## SELECTED TEXT
But what’s important today is: what is after ESPN for Chris Cote? If he needed to talk to a psychologist, he could put on an accent and talk to a mirror. Chris is undeniably funny. His comedic timing is only bested by his intentional stoogery. He is a sports can and an entertainer, and the order feels irrelevant. Spirited bits that dove deep into nonsense balanced out the homer Miami Dolphin / Marlin / Heat takes. Who else could talk for twenty straight minutes about tuna salad and follow it with twenty minutes about tanking for Tua?
Chris’s niche is clearly somewhere between taking food very seriously and talking sports very earnestly. What could he curate that somehow combines both? Could Chris get his own Food Network show touring stadium food much like he did the ESPN cafeteria? Chris wandered the dining halls of Bristol like a kid in a candy store, but could he be a red-headed Guy Fieri?
Picture it with me: Cote’s Corner. What’s the best food at a sports stadium in your city? What about food at the facility that is only for the athletes? Who better to excitedly take you behind the scenes and enthusiastically debate the snacks, both greasy and sugary, across the country? Sure, Chris famously has a child… but could he take the show on the road a few days while still home basing in Miami?
(Yes, I know… “Parker, you want everyone to work for the Food Network when they leave ESPN. But guess what? I like food. I like guys on ESPN that like food. Chris is an ESPN guy who likes food. And I want to see him get a chance to shine, ok?)

## WORK REQUEST 1
What name does the piece on Chris Cote's future after ESPN give to the imagined stadium-food show?
## WORK REQUEST 2
Continue the piece on Chris Cote's future after ESPN from the point where it stops.

## DATASET ENTRIES
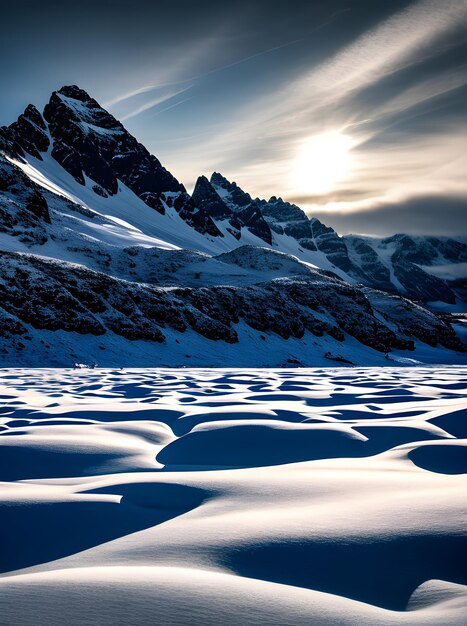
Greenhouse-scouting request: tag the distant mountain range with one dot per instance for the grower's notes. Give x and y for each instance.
(107, 259)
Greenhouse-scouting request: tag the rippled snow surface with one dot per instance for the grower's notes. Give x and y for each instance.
(317, 496)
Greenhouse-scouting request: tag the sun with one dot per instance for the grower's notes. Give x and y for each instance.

## EXERCISE RESPONSE 1
Cote’s Corner

## EXERCISE RESPONSE 2
Regardless of what comes next for Chris, the LeBatard and Friends fans will miss him. His humor and wit carried many of us throughout a pandemic, a summer of unrest, and a pause on the sports world. Much of the discussion on the LeBatard Show with Stugotz was about how they were a show built to go on when sports did not… but much of that silliness stemmed from Chris. LeBatard told us about the serious stuff happening in the world, Stugotz told us his top ten lists, but the fun? The fun stemmed from Chris and the shipping container. Within the shipping container, Chris had the wacky questions. He came up with the contests. He made himself the butt of all jokes. Chris was the glue guy for the show and, for many fans, for our wretched 2020’s.
Chris Cote brought energy to the time without sports that was infectious (c’mon Ainsworth, word choice?). But when sports came back? Chris rode the highs of the Miami Marlins into the playoffs. He jumped on the Jimmy Butler and Bam Outta-de-Bayou train to the NBA Finals. He sang Tua’s praises, sometimes literally. And his joyous nature took us all with him. Simply, 2020 sucked for all of us in some way. And Chris Cote worked hard to distract us from it, and help us think it didn’t.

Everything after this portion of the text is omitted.